What you have to do: Reproduce the entries below exactly, but only from the line containing "Target = weathered white panel" to the line containing "Target = black lettering", inclusive.

Records from a data source:

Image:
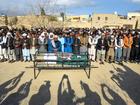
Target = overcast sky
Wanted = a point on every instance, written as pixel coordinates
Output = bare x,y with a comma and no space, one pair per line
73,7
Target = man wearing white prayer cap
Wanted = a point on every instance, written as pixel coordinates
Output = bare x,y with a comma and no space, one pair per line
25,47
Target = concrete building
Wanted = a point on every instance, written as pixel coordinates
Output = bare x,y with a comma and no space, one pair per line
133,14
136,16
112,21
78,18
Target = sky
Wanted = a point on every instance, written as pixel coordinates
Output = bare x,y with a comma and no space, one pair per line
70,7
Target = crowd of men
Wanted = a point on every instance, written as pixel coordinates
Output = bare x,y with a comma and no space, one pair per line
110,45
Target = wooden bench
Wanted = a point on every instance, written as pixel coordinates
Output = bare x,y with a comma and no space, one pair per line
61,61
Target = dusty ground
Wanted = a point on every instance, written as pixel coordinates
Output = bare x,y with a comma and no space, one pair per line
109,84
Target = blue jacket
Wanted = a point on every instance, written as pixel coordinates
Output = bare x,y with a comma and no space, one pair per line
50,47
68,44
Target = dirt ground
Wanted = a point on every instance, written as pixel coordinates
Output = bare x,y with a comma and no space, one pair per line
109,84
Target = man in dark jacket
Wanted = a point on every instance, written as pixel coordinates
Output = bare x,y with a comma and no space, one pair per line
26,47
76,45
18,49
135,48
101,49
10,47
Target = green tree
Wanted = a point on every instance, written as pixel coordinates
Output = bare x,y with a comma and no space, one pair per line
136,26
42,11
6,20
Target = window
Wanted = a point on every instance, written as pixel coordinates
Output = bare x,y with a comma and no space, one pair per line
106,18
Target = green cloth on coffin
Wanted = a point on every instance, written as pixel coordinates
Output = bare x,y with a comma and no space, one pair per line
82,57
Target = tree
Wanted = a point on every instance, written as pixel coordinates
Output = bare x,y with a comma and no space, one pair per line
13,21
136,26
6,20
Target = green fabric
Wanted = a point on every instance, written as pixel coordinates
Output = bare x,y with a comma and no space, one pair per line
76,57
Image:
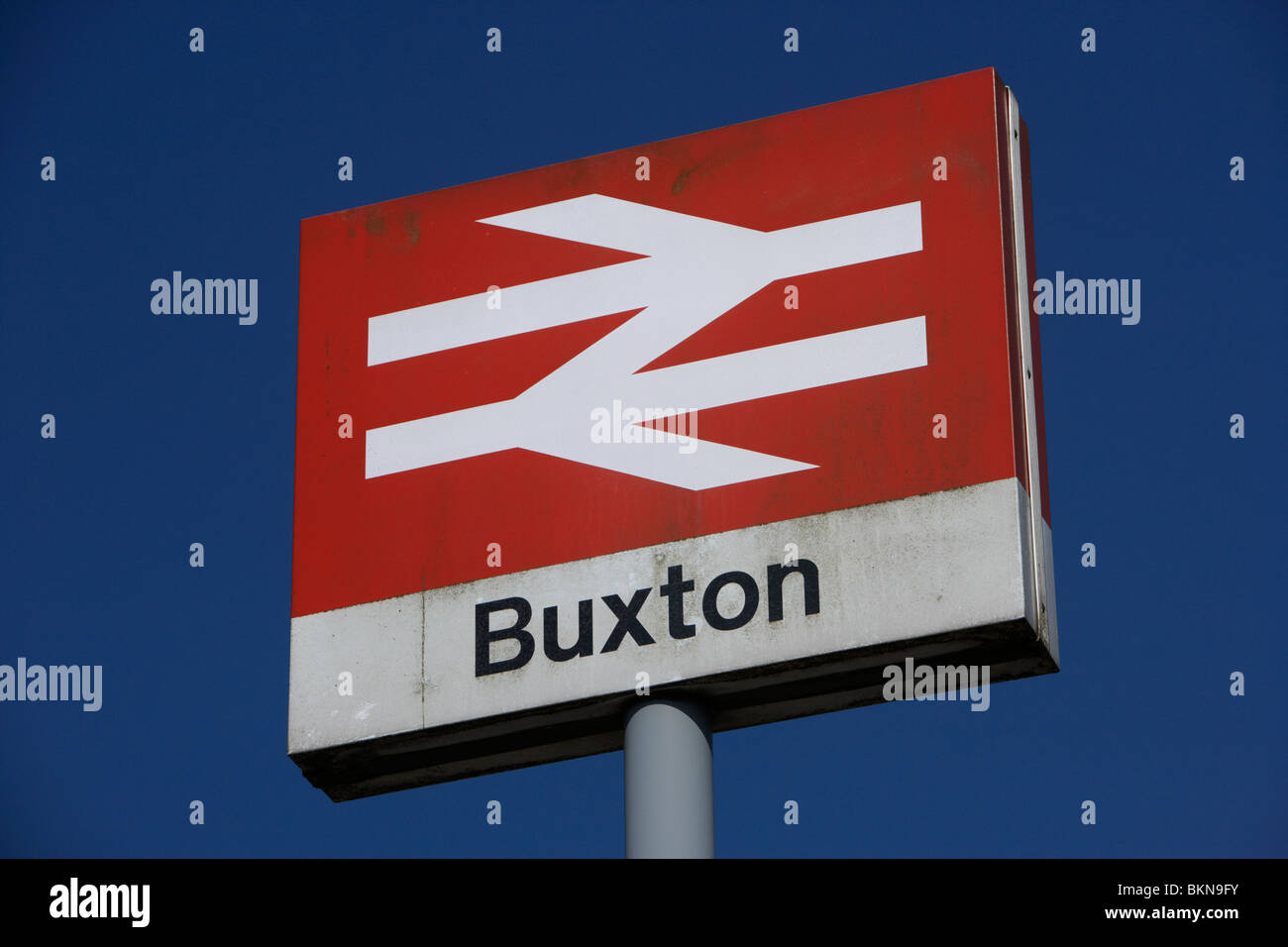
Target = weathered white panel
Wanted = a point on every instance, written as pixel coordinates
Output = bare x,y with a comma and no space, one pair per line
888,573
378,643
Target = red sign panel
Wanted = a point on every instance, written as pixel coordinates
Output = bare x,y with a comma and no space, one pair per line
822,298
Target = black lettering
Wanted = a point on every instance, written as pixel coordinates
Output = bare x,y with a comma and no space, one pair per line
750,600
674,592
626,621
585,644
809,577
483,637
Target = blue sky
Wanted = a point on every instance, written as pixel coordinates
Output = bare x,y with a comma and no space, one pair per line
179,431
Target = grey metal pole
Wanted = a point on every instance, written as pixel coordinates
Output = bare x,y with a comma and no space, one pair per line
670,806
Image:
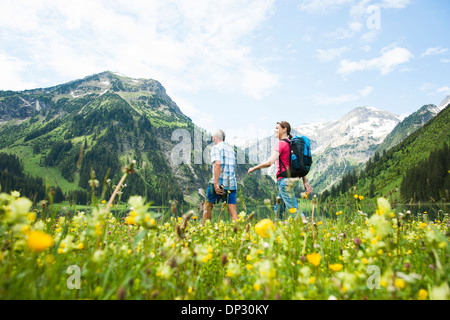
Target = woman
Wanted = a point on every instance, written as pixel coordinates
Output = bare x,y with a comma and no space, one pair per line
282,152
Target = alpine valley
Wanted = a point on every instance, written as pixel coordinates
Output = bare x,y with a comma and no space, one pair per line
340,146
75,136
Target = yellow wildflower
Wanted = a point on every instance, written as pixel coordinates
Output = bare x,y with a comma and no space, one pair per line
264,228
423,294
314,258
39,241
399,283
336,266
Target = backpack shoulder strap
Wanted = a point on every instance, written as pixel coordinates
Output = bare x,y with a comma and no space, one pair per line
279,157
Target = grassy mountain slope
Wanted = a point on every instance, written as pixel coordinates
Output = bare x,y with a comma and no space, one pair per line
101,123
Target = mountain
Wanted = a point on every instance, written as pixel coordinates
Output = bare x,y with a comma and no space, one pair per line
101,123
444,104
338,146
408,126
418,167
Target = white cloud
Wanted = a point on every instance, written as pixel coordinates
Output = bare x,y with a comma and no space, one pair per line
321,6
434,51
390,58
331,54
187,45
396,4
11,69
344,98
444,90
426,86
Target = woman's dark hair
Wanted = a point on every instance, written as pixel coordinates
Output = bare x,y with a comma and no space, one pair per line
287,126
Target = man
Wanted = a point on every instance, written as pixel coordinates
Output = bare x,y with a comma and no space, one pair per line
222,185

Task answer:
Target = weathered white panel
Wanted = a point on every instance, written as pixel coordinates
Output = bare x,y with a comma and no space, one pair per line
888,573
378,643
Target = red sign panel
Wanted = a point on every instance, written as pixel coordinates
Output = bare x,y with a comma and no space, one pair per line
822,298
Target = black lettering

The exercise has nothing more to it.